### Task to carry out
List every variable that the script in the forum reply below declares with "my" before the line that opens the file.

### Selected text
··········

Beefy Boxes and Bandwidth Generously Provided by pair Networks
The stupid question is the question not asked
 
PerlMonks  

Re: Perl Hashes in C?

by flexvault (Monsignor)
on Aug 13, 2015 at 11:33 UTC ( [id://1138415]=note: print w/replies, xml ) Need Help??


in reply to Perl Hashes in C?

BrianP

I downloaded the file, but it was in '.jpg' format and not a raw file. I used it in the following script, and then I copied it until the file size was larger than 217MB. The result of the 2 runs are below. I may be wrong but I don't think you need to convert to an integer and then use pack. The result will be the same as the raw 6 bytes ( 48 bits ) for the pixel.

use strict; use warnings; my %Image = (); keys %Image = 4096 * 128; my $rdamt = 4096 * 6; my $buffer; # my $file = '249465.pprgb-srgb.absv.4000.cs.jpg'; # Original + File downloaded my $file = '249465.pprgb-srgb.absv.4000.cs.jpg2'; # New File + multiple copies my $compraw = -s $file; my $pixels = int ( $compraw / 6 ); open ( my $in, "<", "./$file") or die "$!\n"; while( 1 ) { my $size = sysread( $in, $buffer, $rdamt ); # No bufferi +ng if ( $size == 0 ) { last; } while( $buffer ) { if ( length( $buffer ) < 6 ) { last; } # Throw away + odd number of pixels my $key = substr( $buffer, 0, 6, '' ); $Image{$key}++; } } close $in; my $uniq = keys %Image; my $factor = sprintf("%.2f", $uniq / $pixels ); print "Found $uniq colors in $pixels pixels $factor\%\n"; __END__

This is the results of run1, almost all unique pixels. About 1 second.

··········

### Data rows
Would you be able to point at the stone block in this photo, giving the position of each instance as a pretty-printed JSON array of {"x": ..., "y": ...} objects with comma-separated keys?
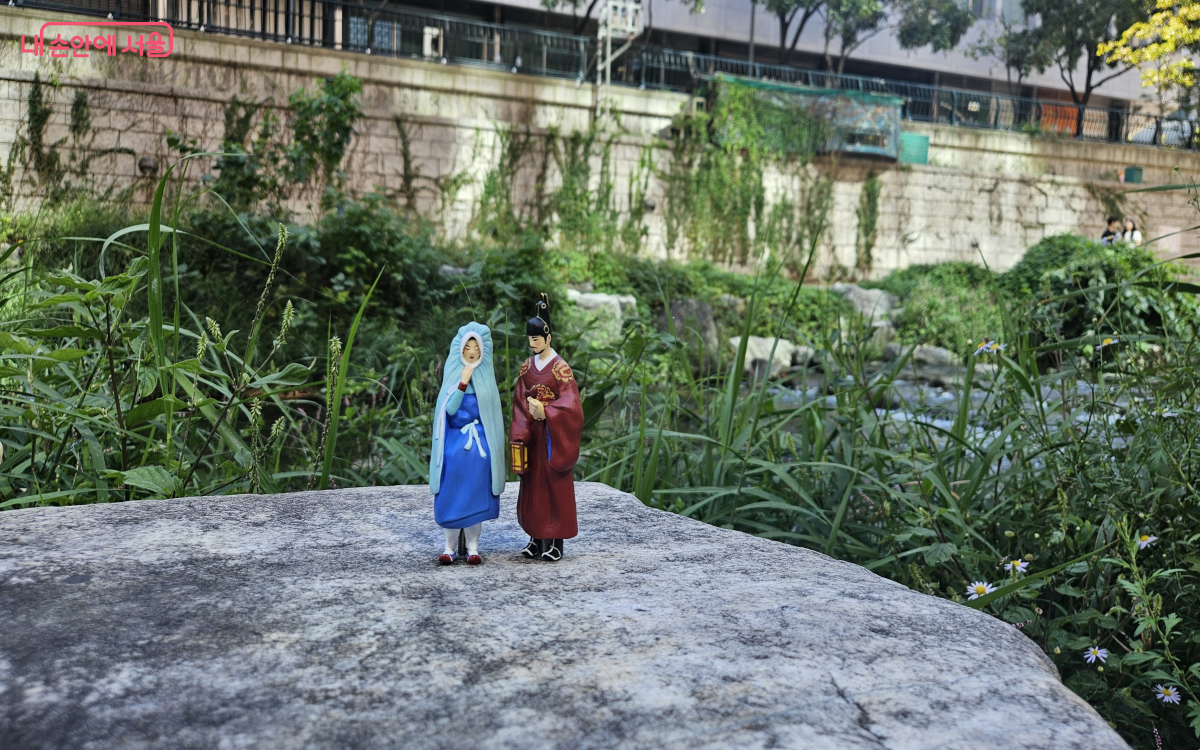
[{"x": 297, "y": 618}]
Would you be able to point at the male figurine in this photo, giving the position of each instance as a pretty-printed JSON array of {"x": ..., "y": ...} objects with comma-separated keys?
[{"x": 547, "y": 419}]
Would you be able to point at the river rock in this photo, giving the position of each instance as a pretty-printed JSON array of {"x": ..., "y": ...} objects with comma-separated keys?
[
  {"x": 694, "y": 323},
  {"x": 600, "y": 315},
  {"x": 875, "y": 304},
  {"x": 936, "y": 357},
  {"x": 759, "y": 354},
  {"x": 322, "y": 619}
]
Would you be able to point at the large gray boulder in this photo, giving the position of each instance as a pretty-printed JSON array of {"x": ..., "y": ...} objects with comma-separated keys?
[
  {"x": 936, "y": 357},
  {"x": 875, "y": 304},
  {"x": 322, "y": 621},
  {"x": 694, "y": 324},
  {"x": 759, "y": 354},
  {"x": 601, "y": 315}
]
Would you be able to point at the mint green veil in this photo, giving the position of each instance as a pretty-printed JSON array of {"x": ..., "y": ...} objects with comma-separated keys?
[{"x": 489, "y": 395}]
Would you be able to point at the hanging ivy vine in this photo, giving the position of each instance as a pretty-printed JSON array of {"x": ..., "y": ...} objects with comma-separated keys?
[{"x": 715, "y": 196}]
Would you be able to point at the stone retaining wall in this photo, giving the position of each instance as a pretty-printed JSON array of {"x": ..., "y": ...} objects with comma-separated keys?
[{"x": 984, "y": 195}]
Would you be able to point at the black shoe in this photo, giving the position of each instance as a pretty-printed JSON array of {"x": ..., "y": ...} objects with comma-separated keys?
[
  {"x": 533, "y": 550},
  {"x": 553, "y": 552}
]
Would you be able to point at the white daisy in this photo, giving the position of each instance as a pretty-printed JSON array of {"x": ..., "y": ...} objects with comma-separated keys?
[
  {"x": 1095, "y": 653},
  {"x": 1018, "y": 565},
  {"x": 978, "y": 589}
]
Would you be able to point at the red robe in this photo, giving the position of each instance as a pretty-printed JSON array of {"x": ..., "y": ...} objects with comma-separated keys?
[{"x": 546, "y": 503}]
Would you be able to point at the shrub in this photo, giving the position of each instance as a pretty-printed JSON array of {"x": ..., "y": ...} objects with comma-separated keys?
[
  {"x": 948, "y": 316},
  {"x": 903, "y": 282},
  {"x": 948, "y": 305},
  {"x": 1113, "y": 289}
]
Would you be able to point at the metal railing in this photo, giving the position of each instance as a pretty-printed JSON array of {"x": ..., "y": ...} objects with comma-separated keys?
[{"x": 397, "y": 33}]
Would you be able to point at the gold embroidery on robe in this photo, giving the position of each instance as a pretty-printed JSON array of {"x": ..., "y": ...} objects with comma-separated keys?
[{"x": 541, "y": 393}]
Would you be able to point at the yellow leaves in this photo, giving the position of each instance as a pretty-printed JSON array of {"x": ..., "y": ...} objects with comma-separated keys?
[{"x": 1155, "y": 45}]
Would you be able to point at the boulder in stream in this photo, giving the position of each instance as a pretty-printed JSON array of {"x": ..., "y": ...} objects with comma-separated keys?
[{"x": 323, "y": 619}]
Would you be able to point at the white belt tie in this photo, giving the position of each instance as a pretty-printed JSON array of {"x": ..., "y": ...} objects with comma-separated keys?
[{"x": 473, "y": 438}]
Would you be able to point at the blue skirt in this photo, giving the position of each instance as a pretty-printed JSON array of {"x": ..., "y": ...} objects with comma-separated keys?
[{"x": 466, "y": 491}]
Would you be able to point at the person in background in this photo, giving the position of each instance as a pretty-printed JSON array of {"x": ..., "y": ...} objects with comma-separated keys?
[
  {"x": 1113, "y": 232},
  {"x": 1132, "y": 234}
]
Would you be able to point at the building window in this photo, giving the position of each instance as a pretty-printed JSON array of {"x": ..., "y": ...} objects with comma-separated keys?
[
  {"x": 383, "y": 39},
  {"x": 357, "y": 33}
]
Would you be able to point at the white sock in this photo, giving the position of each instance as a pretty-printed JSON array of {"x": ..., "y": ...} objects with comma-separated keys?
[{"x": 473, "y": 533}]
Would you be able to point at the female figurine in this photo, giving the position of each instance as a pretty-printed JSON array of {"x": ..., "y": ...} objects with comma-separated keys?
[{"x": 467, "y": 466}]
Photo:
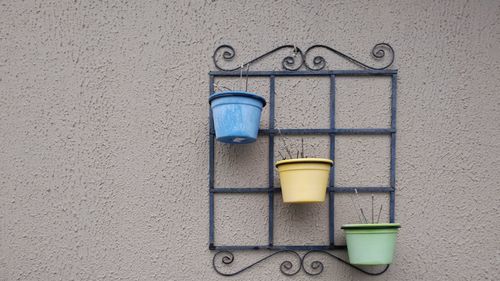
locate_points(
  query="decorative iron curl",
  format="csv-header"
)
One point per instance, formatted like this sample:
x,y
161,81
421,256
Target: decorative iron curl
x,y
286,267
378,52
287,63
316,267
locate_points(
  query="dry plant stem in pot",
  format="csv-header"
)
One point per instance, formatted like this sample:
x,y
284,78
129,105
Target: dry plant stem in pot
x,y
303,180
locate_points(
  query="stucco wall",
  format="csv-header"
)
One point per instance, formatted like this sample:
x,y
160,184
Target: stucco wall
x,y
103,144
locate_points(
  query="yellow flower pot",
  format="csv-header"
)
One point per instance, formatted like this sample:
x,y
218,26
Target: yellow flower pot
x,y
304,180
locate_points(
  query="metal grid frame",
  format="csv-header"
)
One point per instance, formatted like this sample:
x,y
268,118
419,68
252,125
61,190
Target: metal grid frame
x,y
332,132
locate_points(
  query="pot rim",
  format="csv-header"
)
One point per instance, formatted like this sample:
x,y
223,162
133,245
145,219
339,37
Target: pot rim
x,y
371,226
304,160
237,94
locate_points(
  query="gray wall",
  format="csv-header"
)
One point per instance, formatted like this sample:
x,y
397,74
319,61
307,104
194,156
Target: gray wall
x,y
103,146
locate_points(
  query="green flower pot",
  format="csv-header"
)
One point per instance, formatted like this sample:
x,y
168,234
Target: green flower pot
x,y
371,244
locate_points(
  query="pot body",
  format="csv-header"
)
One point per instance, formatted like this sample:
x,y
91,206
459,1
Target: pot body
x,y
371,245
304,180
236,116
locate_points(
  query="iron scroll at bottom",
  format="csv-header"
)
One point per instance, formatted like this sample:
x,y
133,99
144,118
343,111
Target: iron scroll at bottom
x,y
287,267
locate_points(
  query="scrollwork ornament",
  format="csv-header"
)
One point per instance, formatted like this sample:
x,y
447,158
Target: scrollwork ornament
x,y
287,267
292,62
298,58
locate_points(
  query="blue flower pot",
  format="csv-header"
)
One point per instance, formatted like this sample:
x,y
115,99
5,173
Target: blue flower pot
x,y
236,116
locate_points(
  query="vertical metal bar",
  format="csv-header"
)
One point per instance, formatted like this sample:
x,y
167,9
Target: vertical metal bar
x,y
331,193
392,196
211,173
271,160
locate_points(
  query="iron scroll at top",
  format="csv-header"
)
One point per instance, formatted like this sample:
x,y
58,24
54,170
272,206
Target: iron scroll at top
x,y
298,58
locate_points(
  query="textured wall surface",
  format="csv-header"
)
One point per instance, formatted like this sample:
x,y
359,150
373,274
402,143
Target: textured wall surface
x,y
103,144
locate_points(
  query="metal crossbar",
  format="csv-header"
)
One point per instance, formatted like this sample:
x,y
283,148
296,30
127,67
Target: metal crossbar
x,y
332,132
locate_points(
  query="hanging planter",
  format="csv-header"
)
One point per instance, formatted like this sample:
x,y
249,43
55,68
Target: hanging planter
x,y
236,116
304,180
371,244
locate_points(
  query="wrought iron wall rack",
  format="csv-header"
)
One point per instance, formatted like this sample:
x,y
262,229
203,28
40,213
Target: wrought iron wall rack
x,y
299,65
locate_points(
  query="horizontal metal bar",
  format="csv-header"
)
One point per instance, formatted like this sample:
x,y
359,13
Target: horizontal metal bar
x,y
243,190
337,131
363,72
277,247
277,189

··········

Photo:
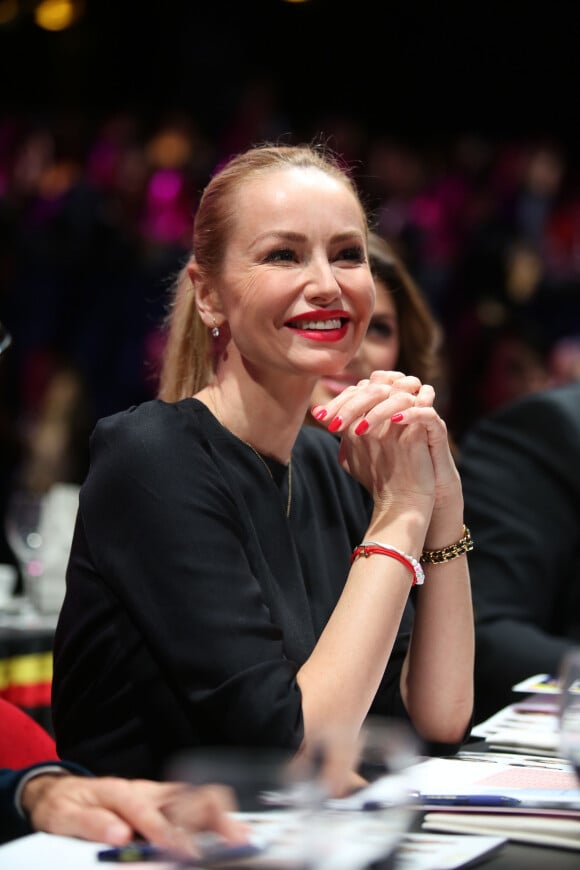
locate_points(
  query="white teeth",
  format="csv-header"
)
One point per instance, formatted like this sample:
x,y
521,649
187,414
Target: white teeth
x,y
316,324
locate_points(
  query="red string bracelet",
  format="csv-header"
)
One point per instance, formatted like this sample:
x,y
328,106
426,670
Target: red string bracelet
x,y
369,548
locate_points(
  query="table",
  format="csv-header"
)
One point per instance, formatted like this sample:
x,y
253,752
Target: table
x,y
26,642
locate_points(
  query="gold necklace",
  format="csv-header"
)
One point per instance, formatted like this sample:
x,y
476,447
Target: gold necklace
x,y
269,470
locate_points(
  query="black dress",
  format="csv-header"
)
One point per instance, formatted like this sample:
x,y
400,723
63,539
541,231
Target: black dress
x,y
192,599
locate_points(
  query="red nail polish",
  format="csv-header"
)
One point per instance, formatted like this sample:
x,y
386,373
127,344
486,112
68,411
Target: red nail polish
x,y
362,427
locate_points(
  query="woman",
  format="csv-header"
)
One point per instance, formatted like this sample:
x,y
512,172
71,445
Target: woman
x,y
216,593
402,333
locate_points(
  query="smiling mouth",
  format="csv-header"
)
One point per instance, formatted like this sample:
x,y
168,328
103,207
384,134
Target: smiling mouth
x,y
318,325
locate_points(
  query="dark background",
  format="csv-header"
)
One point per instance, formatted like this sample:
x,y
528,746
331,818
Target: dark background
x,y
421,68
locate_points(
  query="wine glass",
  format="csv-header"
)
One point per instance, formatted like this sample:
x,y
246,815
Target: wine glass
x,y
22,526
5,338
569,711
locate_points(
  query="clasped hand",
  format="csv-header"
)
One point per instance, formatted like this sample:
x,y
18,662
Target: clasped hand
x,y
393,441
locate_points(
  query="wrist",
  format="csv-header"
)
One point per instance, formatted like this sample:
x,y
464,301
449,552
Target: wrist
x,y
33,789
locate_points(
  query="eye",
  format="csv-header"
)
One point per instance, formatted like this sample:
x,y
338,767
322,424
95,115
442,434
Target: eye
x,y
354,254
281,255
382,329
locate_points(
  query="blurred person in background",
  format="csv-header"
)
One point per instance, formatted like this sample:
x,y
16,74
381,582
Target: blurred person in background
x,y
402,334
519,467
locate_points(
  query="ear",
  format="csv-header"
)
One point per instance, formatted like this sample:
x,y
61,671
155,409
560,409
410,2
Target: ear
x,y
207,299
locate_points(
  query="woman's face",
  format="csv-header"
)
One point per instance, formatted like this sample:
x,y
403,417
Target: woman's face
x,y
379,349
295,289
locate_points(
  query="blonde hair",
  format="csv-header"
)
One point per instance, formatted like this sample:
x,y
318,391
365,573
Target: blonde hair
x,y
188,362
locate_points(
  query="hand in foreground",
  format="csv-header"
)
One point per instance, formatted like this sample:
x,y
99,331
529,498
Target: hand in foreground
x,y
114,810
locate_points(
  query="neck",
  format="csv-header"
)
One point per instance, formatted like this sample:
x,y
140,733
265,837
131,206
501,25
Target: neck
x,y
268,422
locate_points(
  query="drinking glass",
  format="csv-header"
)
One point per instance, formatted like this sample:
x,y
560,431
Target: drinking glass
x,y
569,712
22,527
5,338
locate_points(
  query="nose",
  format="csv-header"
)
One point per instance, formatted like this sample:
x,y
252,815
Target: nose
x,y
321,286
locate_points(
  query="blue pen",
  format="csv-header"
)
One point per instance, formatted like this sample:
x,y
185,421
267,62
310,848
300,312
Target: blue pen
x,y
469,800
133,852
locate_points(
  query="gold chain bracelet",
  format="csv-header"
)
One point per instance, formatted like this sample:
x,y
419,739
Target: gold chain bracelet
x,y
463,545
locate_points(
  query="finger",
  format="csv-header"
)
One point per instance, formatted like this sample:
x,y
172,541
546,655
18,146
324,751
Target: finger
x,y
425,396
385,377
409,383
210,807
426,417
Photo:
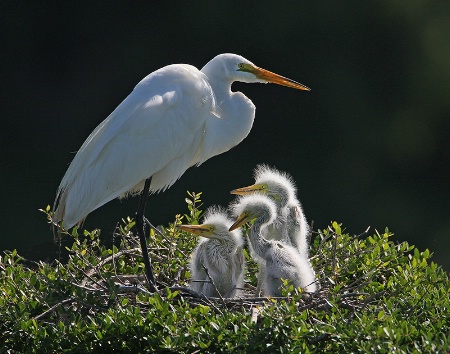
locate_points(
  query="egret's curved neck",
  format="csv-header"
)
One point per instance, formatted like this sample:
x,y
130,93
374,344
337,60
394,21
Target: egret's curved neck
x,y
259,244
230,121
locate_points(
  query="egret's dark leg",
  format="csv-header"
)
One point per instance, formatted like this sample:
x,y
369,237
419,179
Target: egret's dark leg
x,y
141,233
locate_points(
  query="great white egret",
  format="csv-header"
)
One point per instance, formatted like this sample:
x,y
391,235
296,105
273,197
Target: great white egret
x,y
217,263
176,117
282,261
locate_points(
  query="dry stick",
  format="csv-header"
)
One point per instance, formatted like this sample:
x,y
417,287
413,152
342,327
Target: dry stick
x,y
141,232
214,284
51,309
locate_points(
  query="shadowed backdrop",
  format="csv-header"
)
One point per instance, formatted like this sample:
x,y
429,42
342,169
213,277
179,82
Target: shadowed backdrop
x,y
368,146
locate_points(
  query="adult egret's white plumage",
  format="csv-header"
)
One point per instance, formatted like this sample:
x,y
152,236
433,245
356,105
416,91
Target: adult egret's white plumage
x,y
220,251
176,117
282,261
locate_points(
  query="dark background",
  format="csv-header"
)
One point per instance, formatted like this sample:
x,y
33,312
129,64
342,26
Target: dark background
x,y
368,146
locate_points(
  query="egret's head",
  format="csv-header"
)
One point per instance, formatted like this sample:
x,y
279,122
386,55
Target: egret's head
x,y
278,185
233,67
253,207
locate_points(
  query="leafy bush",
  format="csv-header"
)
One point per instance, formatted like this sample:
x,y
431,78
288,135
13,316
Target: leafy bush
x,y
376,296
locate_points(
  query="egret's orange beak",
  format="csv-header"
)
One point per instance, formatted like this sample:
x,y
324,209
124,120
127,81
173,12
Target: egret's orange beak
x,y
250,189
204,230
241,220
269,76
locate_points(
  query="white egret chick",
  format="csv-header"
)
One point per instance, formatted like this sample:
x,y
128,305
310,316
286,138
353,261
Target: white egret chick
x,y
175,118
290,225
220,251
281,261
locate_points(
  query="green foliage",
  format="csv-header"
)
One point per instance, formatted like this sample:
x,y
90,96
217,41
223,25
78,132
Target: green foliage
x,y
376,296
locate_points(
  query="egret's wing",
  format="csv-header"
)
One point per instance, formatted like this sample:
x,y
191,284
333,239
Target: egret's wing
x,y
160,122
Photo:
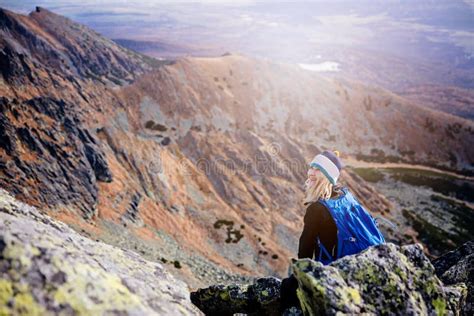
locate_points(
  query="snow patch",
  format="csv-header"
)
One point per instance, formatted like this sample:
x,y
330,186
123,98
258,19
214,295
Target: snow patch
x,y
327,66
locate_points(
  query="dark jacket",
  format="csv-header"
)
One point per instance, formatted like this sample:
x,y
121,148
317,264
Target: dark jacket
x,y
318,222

··········

### Solution for this exercise
%Image, $rdamt, $buffer, $file, $compraw, $pixels